● REQUIRED TASK:
From the items below, extract every line that contains the word "water" and copy each one in full.

● EXTRACTED INFORMATION:
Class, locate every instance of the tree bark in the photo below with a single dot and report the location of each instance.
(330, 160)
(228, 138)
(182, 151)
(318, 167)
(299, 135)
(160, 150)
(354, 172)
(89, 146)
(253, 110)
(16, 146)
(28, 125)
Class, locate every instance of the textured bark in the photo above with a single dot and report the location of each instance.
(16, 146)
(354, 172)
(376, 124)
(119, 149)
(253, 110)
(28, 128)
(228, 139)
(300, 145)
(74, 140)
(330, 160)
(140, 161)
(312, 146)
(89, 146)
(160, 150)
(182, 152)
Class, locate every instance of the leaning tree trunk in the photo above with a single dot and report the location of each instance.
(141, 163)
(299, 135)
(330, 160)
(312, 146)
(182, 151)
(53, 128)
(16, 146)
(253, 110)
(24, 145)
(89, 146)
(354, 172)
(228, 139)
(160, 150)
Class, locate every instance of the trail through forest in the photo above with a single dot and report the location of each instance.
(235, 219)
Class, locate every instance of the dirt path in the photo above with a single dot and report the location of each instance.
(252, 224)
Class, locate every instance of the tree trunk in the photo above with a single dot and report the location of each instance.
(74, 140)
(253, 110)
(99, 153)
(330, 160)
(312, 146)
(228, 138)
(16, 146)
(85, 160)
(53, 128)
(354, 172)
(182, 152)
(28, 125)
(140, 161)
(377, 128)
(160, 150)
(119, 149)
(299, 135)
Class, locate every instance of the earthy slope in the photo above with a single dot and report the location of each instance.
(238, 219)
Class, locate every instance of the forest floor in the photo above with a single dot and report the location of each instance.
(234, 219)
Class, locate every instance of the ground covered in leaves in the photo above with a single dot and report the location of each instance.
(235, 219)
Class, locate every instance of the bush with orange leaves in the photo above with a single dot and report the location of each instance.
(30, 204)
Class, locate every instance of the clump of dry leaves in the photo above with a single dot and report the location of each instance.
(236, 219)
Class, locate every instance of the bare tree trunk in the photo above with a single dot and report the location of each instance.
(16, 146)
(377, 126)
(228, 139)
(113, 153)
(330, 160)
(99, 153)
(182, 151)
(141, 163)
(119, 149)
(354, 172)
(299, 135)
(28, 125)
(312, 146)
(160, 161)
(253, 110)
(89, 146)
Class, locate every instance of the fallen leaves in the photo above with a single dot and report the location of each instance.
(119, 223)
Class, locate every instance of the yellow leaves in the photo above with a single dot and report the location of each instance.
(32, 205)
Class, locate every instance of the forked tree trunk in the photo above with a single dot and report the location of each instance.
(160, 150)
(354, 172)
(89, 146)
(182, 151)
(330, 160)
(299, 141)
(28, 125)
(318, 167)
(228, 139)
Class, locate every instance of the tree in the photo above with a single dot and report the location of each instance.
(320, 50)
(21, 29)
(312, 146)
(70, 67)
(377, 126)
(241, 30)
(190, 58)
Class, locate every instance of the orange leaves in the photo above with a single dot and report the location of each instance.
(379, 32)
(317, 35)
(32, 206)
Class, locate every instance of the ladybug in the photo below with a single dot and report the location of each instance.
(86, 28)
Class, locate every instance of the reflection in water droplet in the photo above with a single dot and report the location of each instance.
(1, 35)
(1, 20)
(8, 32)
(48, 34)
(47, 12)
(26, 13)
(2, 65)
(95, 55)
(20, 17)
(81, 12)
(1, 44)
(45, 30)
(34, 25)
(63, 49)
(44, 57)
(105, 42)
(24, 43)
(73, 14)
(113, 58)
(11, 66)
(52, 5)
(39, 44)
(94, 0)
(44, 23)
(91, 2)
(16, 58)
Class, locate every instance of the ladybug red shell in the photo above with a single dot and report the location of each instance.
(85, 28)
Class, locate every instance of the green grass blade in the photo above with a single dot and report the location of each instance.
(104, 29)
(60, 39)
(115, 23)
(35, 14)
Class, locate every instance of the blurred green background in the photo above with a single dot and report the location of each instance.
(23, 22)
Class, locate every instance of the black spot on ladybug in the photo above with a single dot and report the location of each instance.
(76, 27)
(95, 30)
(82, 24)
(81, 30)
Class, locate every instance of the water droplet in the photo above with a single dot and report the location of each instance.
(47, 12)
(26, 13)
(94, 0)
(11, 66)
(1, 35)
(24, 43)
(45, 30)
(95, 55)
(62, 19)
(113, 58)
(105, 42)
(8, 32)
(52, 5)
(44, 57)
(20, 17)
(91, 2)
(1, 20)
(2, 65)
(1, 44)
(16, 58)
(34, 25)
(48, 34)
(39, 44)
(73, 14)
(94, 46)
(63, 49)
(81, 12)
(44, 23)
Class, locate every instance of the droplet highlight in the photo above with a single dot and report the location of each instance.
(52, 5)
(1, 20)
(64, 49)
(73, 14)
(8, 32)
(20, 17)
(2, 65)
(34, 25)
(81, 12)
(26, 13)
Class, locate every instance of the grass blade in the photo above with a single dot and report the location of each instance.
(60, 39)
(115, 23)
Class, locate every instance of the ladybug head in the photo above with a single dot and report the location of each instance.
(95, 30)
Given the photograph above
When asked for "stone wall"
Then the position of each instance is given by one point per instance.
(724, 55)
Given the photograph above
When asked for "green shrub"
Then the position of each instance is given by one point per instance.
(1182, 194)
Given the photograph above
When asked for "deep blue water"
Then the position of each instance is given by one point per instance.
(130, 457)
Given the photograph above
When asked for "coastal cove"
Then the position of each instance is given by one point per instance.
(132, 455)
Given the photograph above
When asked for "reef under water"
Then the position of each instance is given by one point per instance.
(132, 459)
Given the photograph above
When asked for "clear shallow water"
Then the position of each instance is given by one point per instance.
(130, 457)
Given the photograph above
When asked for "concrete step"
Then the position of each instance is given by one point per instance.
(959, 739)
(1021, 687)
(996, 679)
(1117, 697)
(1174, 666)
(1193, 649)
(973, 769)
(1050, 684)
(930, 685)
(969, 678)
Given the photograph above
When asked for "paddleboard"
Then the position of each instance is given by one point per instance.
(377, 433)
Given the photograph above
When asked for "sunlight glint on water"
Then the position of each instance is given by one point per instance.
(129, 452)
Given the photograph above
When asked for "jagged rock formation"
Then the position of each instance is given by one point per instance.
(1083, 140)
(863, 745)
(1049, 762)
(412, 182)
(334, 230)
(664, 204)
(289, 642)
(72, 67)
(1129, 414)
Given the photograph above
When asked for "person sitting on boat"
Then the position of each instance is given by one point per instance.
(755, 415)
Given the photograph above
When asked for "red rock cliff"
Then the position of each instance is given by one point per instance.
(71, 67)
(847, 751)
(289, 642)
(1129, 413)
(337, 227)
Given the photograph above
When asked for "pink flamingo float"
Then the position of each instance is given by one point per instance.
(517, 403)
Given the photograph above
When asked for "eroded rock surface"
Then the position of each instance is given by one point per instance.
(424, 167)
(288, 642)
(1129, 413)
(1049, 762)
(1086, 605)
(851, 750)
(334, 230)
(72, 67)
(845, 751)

● REPLY TO THE EXERCISE:
Class, locate every instance of the reflection in water droplet in the photo above with a single dot and report the location of each instance.
Class, locate every instance of the water droplet in the photo above with a single dot and report the location of each instance.
When asked for "deep blue water"
When asked for "reef under water"
When asked for "clear shallow water"
When asked for "sunlight glint on water"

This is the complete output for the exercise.